Aim:
Reproduce verbatim the lines below from the one containing "Where can the white sneaker with" through the one containing "<point>818,579</point>", both ends included.

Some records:
# # #

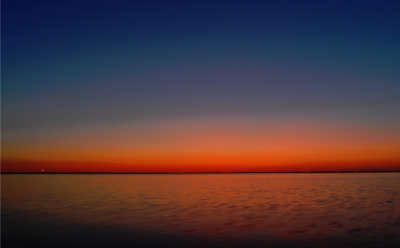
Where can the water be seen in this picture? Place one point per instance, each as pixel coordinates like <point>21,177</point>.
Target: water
<point>201,210</point>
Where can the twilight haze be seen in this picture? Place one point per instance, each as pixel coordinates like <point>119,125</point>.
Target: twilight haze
<point>195,86</point>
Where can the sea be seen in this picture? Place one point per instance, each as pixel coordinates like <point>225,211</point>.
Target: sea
<point>201,210</point>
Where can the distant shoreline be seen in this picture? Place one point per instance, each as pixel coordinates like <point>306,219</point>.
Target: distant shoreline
<point>179,173</point>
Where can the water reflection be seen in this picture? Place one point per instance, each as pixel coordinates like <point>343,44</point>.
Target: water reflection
<point>218,209</point>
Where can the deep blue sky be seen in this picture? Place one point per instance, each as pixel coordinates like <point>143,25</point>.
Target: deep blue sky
<point>72,63</point>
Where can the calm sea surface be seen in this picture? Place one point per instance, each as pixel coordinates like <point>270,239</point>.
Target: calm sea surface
<point>201,210</point>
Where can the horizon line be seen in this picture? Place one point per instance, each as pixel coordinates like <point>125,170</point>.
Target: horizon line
<point>210,172</point>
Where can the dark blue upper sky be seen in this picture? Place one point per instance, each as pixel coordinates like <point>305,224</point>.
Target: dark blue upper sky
<point>90,62</point>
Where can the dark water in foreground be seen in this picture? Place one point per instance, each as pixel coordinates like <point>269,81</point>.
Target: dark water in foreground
<point>208,210</point>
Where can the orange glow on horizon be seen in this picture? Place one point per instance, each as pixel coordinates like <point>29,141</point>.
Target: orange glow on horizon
<point>211,145</point>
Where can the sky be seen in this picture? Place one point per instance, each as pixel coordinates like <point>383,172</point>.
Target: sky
<point>200,86</point>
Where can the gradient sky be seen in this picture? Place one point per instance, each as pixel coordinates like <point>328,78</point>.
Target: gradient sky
<point>200,85</point>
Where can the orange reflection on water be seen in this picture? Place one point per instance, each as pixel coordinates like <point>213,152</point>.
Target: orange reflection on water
<point>217,205</point>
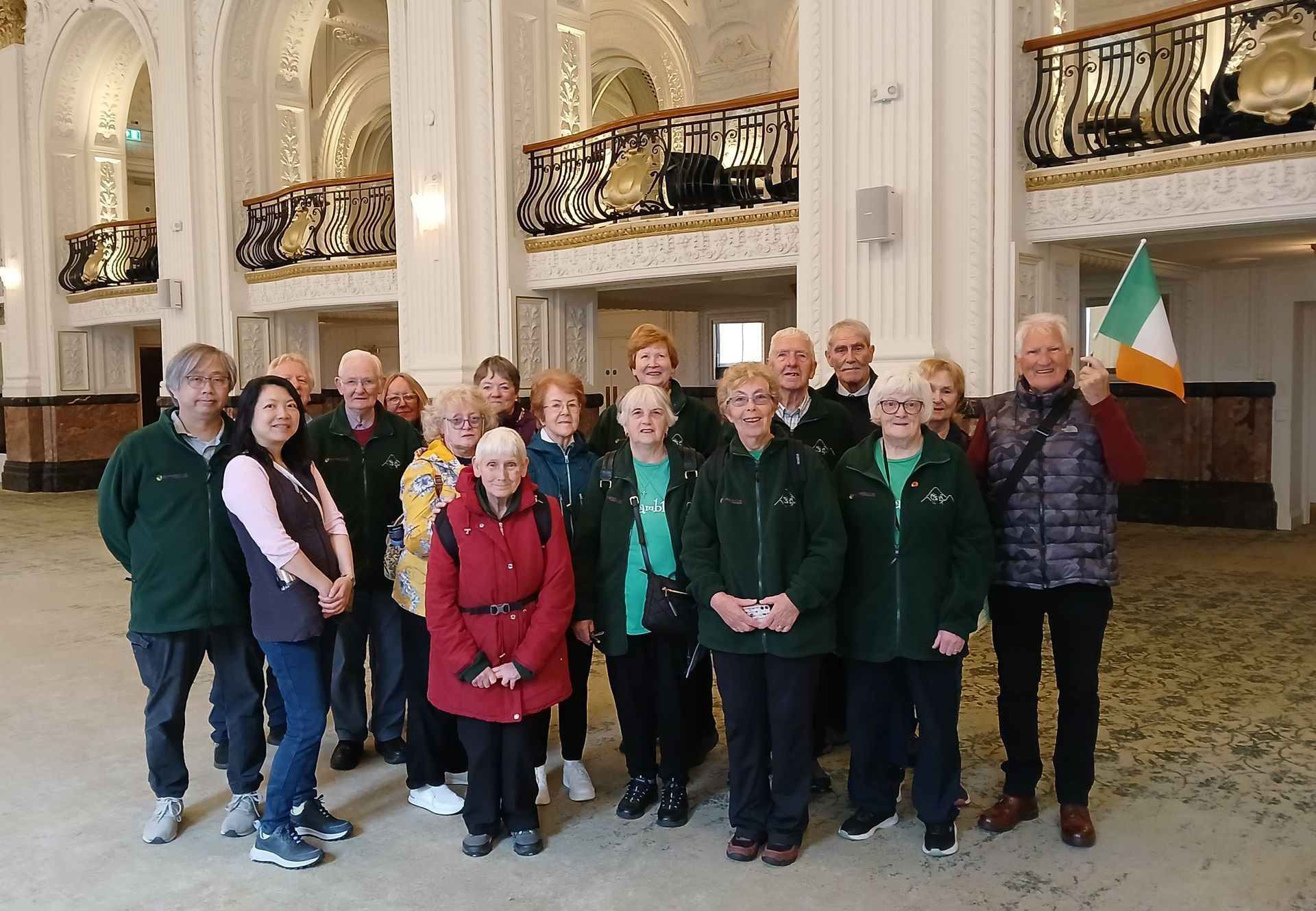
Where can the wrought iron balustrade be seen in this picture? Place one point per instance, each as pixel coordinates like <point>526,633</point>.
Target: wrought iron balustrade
<point>110,254</point>
<point>320,220</point>
<point>739,153</point>
<point>1202,71</point>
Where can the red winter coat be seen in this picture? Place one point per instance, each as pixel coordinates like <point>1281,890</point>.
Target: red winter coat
<point>500,563</point>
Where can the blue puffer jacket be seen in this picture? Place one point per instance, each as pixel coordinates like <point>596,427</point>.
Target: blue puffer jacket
<point>562,474</point>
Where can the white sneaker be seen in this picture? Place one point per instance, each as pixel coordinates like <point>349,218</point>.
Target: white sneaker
<point>576,778</point>
<point>243,812</point>
<point>439,799</point>
<point>541,778</point>
<point>162,827</point>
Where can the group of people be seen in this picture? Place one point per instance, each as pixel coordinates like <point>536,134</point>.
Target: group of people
<point>825,552</point>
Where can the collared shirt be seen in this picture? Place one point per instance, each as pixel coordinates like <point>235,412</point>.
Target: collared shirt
<point>204,448</point>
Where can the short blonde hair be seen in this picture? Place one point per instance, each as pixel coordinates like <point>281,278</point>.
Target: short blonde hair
<point>742,373</point>
<point>448,402</point>
<point>902,382</point>
<point>645,397</point>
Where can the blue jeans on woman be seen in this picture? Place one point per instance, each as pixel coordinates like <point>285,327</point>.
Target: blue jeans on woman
<point>303,670</point>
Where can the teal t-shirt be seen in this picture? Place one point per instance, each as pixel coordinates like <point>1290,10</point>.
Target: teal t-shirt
<point>652,482</point>
<point>901,472</point>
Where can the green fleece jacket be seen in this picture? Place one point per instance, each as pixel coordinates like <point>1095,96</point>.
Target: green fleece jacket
<point>365,481</point>
<point>749,533</point>
<point>895,598</point>
<point>161,513</point>
<point>696,427</point>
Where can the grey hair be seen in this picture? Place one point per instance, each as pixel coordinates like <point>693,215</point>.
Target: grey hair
<point>645,397</point>
<point>902,382</point>
<point>190,357</point>
<point>1036,321</point>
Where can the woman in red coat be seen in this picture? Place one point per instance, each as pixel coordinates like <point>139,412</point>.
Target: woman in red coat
<point>498,618</point>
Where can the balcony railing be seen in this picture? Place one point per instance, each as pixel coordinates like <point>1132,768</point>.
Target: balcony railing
<point>736,153</point>
<point>320,220</point>
<point>1198,73</point>
<point>112,253</point>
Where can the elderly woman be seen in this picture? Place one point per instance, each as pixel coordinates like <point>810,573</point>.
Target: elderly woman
<point>764,549</point>
<point>655,480</point>
<point>404,397</point>
<point>916,573</point>
<point>561,461</point>
<point>1053,505</point>
<point>454,423</point>
<point>498,605</point>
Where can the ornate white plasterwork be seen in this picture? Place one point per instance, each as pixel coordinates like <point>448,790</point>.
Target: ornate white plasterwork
<point>1252,193</point>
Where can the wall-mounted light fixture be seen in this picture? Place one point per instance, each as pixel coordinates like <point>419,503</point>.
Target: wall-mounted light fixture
<point>429,204</point>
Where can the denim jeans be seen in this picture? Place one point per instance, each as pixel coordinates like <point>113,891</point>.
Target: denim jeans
<point>303,670</point>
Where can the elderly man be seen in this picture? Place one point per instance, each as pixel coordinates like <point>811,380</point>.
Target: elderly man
<point>1053,453</point>
<point>162,516</point>
<point>362,452</point>
<point>849,352</point>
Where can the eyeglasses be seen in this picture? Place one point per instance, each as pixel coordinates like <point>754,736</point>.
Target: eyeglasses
<point>891,407</point>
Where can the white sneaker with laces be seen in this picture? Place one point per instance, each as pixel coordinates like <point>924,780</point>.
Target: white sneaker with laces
<point>576,778</point>
<point>541,778</point>
<point>162,827</point>
<point>439,799</point>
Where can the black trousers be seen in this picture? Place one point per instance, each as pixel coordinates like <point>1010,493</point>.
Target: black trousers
<point>167,664</point>
<point>932,688</point>
<point>649,688</point>
<point>500,784</point>
<point>1077,615</point>
<point>768,703</point>
<point>433,745</point>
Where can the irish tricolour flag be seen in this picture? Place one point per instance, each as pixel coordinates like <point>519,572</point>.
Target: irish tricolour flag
<point>1136,319</point>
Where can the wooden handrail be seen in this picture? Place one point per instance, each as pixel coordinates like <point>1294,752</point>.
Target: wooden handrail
<point>731,104</point>
<point>313,184</point>
<point>1130,24</point>
<point>110,224</point>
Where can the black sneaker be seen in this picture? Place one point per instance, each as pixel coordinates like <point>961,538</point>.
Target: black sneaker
<point>940,840</point>
<point>864,825</point>
<point>674,807</point>
<point>311,818</point>
<point>640,795</point>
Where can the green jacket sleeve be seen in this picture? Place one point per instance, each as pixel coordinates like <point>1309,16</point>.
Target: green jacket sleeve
<point>973,560</point>
<point>818,579</point>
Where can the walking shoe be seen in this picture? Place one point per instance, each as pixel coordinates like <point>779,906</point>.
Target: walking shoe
<point>437,798</point>
<point>541,779</point>
<point>864,825</point>
<point>526,843</point>
<point>640,795</point>
<point>346,755</point>
<point>477,845</point>
<point>243,812</point>
<point>940,840</point>
<point>311,818</point>
<point>284,848</point>
<point>393,749</point>
<point>674,807</point>
<point>576,779</point>
<point>162,827</point>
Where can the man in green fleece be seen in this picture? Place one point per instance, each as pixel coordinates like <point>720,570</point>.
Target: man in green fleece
<point>162,516</point>
<point>362,452</point>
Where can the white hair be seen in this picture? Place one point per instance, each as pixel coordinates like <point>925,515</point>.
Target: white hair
<point>1038,323</point>
<point>905,383</point>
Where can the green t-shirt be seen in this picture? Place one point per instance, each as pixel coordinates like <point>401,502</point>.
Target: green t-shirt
<point>652,481</point>
<point>901,472</point>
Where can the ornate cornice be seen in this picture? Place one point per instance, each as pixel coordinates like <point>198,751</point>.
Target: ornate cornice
<point>657,228</point>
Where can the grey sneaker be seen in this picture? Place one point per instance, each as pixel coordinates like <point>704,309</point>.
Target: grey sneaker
<point>162,827</point>
<point>243,812</point>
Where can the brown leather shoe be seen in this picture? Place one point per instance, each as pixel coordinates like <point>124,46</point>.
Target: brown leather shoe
<point>1007,812</point>
<point>1077,827</point>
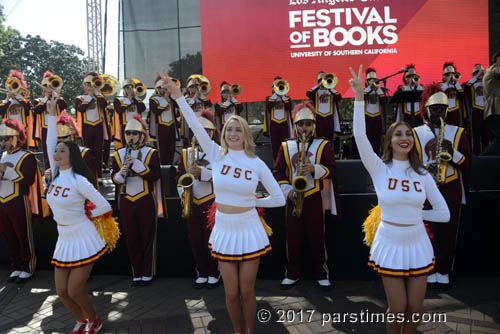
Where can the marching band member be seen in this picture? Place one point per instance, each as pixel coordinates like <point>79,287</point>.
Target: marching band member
<point>197,101</point>
<point>278,118</point>
<point>238,238</point>
<point>92,116</point>
<point>448,174</point>
<point>136,173</point>
<point>127,106</point>
<point>79,243</point>
<point>163,123</point>
<point>18,169</point>
<point>411,82</point>
<point>17,106</point>
<point>228,106</point>
<point>326,106</point>
<point>202,196</point>
<point>375,99</point>
<point>401,251</point>
<point>313,159</point>
<point>41,110</point>
<point>456,113</point>
<point>475,104</point>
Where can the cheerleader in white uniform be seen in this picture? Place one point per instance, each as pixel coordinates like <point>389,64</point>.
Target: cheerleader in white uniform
<point>401,251</point>
<point>79,245</point>
<point>238,239</point>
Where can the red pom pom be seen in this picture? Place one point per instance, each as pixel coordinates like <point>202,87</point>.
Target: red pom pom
<point>14,124</point>
<point>429,90</point>
<point>47,74</point>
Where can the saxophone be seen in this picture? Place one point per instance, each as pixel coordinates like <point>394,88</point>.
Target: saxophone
<point>186,181</point>
<point>442,158</point>
<point>299,182</point>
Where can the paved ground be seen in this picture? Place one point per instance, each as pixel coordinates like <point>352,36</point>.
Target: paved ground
<point>172,306</point>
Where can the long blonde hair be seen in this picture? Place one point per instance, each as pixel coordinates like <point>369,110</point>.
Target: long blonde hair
<point>248,143</point>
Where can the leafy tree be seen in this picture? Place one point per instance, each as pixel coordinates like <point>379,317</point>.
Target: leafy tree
<point>32,56</point>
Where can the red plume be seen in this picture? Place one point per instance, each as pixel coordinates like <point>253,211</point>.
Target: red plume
<point>450,63</point>
<point>14,124</point>
<point>47,74</point>
<point>369,70</point>
<point>429,90</point>
<point>67,120</point>
<point>302,105</point>
<point>20,76</point>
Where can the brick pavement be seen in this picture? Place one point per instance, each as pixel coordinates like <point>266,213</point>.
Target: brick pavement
<point>172,306</point>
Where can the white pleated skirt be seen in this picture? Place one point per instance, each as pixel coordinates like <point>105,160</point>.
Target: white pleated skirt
<point>78,245</point>
<point>401,251</point>
<point>238,237</point>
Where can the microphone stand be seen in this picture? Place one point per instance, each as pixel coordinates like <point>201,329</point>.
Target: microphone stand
<point>384,80</point>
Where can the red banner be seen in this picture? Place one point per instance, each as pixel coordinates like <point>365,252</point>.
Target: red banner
<point>252,41</point>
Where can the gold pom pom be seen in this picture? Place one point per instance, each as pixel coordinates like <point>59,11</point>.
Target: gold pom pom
<point>370,225</point>
<point>108,229</point>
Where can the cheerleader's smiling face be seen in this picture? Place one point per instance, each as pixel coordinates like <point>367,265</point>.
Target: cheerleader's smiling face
<point>402,142</point>
<point>61,156</point>
<point>234,135</point>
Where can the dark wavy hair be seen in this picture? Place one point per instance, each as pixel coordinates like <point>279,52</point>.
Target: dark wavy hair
<point>77,163</point>
<point>413,157</point>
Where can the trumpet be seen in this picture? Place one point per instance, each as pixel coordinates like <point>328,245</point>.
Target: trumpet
<point>140,88</point>
<point>299,182</point>
<point>281,87</point>
<point>235,89</point>
<point>329,80</point>
<point>186,181</point>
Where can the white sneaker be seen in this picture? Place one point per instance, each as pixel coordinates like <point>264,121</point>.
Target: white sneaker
<point>324,283</point>
<point>443,279</point>
<point>432,278</point>
<point>213,280</point>
<point>201,280</point>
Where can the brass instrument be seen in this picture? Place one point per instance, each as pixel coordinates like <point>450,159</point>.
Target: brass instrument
<point>329,80</point>
<point>110,88</point>
<point>281,87</point>
<point>13,85</point>
<point>97,82</point>
<point>235,89</point>
<point>299,182</point>
<point>186,181</point>
<point>442,158</point>
<point>415,79</point>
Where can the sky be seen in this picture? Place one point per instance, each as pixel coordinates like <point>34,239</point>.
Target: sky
<point>64,21</point>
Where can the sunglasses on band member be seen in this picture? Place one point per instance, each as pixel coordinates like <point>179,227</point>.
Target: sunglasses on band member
<point>304,123</point>
<point>132,133</point>
<point>6,138</point>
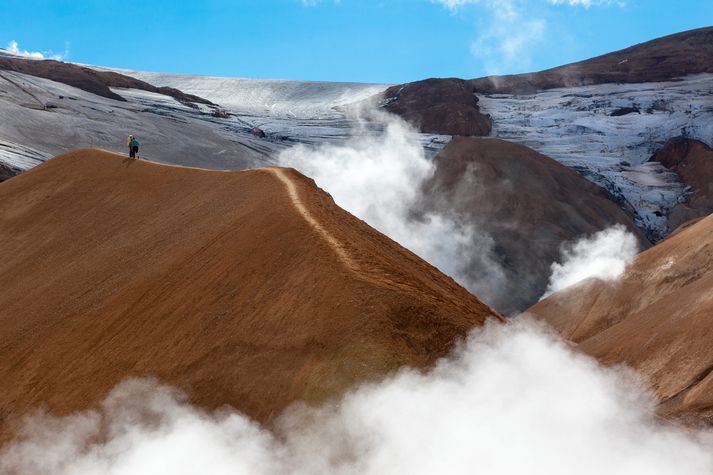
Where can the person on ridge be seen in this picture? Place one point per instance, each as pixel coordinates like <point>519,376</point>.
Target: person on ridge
<point>133,146</point>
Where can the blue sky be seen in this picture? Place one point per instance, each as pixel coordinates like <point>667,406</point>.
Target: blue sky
<point>388,41</point>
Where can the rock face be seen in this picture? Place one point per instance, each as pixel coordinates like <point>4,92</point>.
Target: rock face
<point>438,106</point>
<point>526,202</point>
<point>7,172</point>
<point>258,132</point>
<point>662,59</point>
<point>96,82</point>
<point>692,161</point>
<point>247,288</point>
<point>657,320</point>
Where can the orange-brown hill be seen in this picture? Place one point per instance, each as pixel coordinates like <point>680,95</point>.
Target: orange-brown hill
<point>528,203</point>
<point>247,288</point>
<point>658,319</point>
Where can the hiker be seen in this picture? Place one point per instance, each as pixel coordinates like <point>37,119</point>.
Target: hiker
<point>133,146</point>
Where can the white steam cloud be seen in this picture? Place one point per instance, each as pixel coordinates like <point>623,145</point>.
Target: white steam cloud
<point>603,256</point>
<point>379,179</point>
<point>513,399</point>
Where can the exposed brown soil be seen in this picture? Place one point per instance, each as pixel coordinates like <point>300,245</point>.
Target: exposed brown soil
<point>96,82</point>
<point>438,106</point>
<point>528,203</point>
<point>247,288</point>
<point>657,319</point>
<point>692,161</point>
<point>662,59</point>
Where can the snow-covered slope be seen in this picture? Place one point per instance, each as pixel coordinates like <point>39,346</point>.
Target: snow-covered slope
<point>41,118</point>
<point>576,127</point>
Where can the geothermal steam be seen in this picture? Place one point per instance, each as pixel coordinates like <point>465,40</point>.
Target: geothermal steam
<point>603,256</point>
<point>512,399</point>
<point>379,179</point>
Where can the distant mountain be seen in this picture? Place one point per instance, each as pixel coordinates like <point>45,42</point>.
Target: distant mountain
<point>662,59</point>
<point>526,202</point>
<point>247,288</point>
<point>90,80</point>
<point>656,319</point>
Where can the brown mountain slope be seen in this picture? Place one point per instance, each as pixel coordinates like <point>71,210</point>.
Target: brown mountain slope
<point>527,202</point>
<point>658,319</point>
<point>662,59</point>
<point>246,288</point>
<point>86,79</point>
<point>692,161</point>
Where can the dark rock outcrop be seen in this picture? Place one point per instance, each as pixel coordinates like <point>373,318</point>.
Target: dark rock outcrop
<point>662,59</point>
<point>438,106</point>
<point>258,132</point>
<point>6,171</point>
<point>529,204</point>
<point>692,161</point>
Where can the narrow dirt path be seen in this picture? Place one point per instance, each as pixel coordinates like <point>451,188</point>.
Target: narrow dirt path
<point>312,221</point>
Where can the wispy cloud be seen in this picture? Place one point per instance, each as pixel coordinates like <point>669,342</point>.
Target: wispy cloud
<point>314,3</point>
<point>512,30</point>
<point>14,48</point>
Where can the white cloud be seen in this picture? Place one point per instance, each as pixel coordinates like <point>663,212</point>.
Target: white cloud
<point>513,399</point>
<point>14,48</point>
<point>512,30</point>
<point>586,3</point>
<point>314,3</point>
<point>603,256</point>
<point>378,178</point>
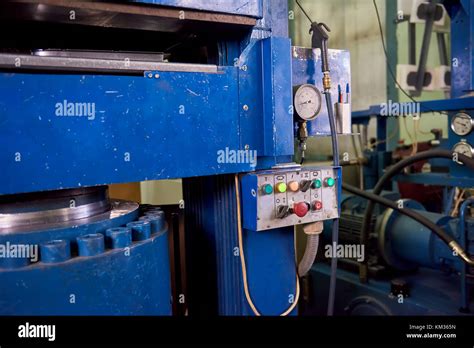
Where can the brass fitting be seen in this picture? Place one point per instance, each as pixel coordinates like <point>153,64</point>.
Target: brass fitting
<point>461,252</point>
<point>326,81</point>
<point>314,228</point>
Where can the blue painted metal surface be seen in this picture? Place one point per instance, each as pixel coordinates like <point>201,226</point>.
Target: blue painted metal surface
<point>215,269</point>
<point>306,67</point>
<point>462,46</point>
<point>239,7</point>
<point>89,270</point>
<point>143,128</point>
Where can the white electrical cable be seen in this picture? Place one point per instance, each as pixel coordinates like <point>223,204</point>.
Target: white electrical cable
<point>242,261</point>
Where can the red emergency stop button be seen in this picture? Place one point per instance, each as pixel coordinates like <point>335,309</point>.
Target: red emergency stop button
<point>317,205</point>
<point>301,209</point>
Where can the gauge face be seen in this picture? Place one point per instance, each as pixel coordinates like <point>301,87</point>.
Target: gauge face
<point>461,124</point>
<point>307,102</point>
<point>464,149</point>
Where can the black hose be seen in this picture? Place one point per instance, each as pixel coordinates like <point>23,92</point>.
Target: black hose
<point>335,226</point>
<point>389,174</point>
<point>408,212</point>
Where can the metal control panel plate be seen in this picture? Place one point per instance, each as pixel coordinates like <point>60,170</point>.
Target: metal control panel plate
<point>280,198</point>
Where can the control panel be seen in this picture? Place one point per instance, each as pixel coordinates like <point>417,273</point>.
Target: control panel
<point>279,198</point>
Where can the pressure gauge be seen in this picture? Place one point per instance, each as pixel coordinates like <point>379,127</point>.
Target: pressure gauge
<point>464,148</point>
<point>307,102</point>
<point>462,124</point>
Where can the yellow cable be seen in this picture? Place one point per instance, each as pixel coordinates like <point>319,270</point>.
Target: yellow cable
<point>242,261</point>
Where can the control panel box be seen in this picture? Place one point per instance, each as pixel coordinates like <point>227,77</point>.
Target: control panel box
<point>288,197</point>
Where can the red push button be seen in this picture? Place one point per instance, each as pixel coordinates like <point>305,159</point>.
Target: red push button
<point>317,205</point>
<point>301,209</point>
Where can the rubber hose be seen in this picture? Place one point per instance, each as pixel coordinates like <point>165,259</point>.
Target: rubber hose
<point>335,225</point>
<point>312,243</point>
<point>391,172</point>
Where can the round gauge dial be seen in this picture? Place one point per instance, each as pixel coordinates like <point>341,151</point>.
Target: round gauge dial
<point>464,148</point>
<point>307,102</point>
<point>462,124</point>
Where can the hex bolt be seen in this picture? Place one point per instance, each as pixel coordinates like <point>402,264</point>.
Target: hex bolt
<point>120,237</point>
<point>141,230</point>
<point>157,222</point>
<point>91,244</point>
<point>55,251</point>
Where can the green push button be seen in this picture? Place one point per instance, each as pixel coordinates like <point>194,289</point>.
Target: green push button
<point>281,187</point>
<point>267,189</point>
<point>316,183</point>
<point>330,182</point>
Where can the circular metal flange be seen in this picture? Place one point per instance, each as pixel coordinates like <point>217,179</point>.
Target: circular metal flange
<point>116,209</point>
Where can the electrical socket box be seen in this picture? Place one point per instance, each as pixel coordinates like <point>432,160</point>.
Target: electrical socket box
<point>291,196</point>
<point>442,77</point>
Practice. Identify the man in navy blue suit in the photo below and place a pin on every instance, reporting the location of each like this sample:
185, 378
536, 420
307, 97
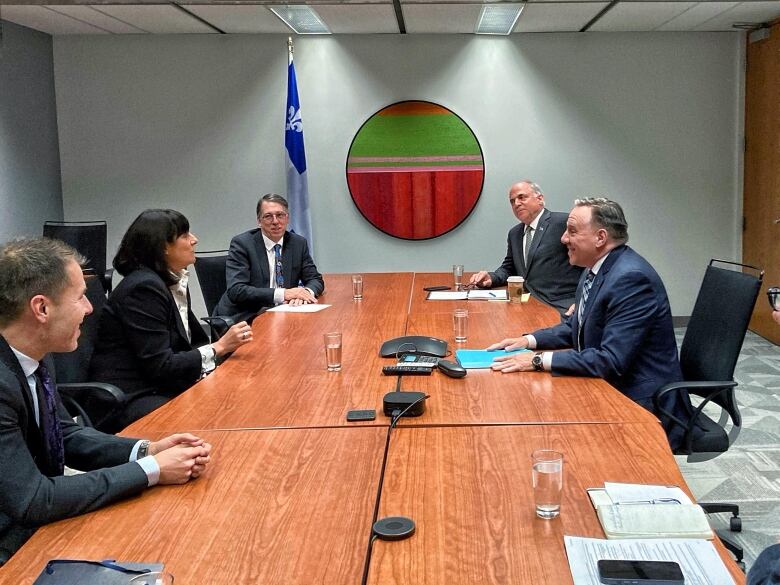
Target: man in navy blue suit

# # #

Result for this exercise:
Where can the white sneaker with laces be seen in this picture? Place one point per instance, each as pixel coordinates like <point>924,780</point>.
Target: white sneaker with laces
<point>576,778</point>
<point>541,778</point>
<point>162,827</point>
<point>439,799</point>
Where can the black trousers be seen in this picture? Place one point per instance, each as pixel coordinates like <point>1010,493</point>.
Target: black trousers
<point>167,664</point>
<point>932,688</point>
<point>649,688</point>
<point>500,784</point>
<point>1077,615</point>
<point>768,703</point>
<point>433,745</point>
Where can the irish tricolour flag be seen in this picture? Place one point per instance, each as pixel coordinates like <point>519,572</point>.
Target: irish tricolour flag
<point>1136,319</point>
Where can the wooden handrail be seen in this picture? Place one point per instance, each as pixel coordinates like <point>1294,752</point>.
Target: wooden handrail
<point>731,104</point>
<point>313,184</point>
<point>1130,24</point>
<point>110,224</point>
Where can the black sneaker be seen in this picture? Place one point per instance, each as pixel coordinates like <point>961,538</point>.
Target: black sneaker
<point>940,840</point>
<point>864,825</point>
<point>674,807</point>
<point>311,818</point>
<point>640,795</point>
Where can the green jacket sleeve be seen in this picture? Place one point per instance, each as pixel coordinates like <point>1309,16</point>.
Target: green jacket sleeve
<point>973,560</point>
<point>818,579</point>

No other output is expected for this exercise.